I knew that at least 30% of patients who test positive for Covid while in the hospital were infected in the course of their hospital stay, and I knew that the death rate for hospital acquired Covid is around 10% — not a risk I wanted to take, but this was not exactly an optional surgery. Given the dire outcomes for patients who catch Covid in the hospital, I find it difficult to express the depth of betrayal that I would have felt if masks had not still been universally required in healthcare settings in BC at the time of my surgery.
While I was receiving cancer treatment, my family and I did everything in our power to protect me from a Covid exposure. My teenage children did school from home, my husband had thankfully already been working from home before 2020, we did online shopping and curbside grocery pick-up, and we chose video chats or masked, outdoor visits rather than in-person indoor interactions with friends and extended family. We wore N95 masks if we could not avoid being in an indoor public space, but since even with an N95, masking doesn’t work as well if no one else is doing it, whenever possible, our strategy was to avoid exposures rather than relying on masks for protection. Hospitals and other healthcare settings are not places that medically vulnerable, immunocompromised, and higher-risk patients can choose to avoid. No one should ever come to the hospital for necessary medical care and leave with a new, possibly life ending or disabling infection.

- TASK REQUIREMENTS -
(a) From the passage above on hospital-acquired Covid, output the words starting with "I knew that at" and going on through "of my surgery.", with nothing changed.
(b) Using the passage above on hospital-acquired Covid, answer these:
(i) At least what percentage of patients who test positive for Covid while in the hospital caught it during their hospital stay?
(ii) Roughly what is the death rate for hospital-acquired Covid?
(iii) What kind of mask did the family wear when an indoor public space couldn't be avoided?

Photo-based referring-expression data

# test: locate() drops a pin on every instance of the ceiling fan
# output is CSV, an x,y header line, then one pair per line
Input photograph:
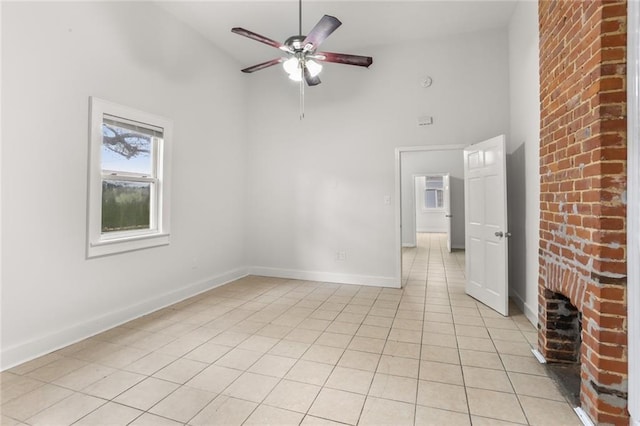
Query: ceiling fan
x,y
301,62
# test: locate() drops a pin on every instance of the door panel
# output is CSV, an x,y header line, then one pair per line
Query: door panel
x,y
486,219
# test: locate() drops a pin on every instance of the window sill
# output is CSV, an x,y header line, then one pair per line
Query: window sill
x,y
122,245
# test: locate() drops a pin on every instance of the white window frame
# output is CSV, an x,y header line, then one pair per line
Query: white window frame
x,y
424,196
99,243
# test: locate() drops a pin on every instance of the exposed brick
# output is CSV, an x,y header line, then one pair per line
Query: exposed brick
x,y
583,176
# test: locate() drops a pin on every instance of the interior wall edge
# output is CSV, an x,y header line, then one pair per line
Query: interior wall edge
x,y
34,348
528,311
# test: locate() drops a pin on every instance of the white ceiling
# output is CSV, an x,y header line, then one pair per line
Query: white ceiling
x,y
364,23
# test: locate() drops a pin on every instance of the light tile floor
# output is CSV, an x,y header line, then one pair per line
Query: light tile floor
x,y
276,351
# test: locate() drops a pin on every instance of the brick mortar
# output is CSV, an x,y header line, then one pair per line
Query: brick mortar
x,y
582,189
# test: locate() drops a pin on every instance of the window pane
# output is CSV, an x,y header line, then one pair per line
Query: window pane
x,y
126,206
126,150
430,199
434,182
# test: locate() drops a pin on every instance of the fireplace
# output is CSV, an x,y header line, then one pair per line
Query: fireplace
x,y
582,291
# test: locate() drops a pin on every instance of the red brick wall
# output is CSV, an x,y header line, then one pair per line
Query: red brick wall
x,y
582,194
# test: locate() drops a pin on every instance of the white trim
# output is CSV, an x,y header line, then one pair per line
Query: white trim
x,y
398,197
583,416
25,351
633,206
159,232
330,277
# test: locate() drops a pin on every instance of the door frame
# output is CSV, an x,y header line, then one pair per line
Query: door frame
x,y
633,207
398,195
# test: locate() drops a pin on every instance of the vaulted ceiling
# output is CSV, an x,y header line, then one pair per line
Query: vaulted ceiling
x,y
365,23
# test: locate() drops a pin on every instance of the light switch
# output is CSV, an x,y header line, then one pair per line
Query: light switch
x,y
425,120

- ANSWERS BY TASK -
(a)
I knew that at least 30% of patients who test positive for Covid while in the hospital were infected in the course of their hospital stay, and I knew that the death rate for hospital acquired Covid is around 10% — not a risk I wanted to take, but this was not exactly an optional surgery. Given the dire outcomes for patients who catch Covid in the hospital, I find it difficult to express the depth of betrayal that I would have felt if masks had not still been universally required in healthcare settings in BC at the time of my surgery.

(b)
(i) 30%
(ii) Around 10%
(iii) N95 masks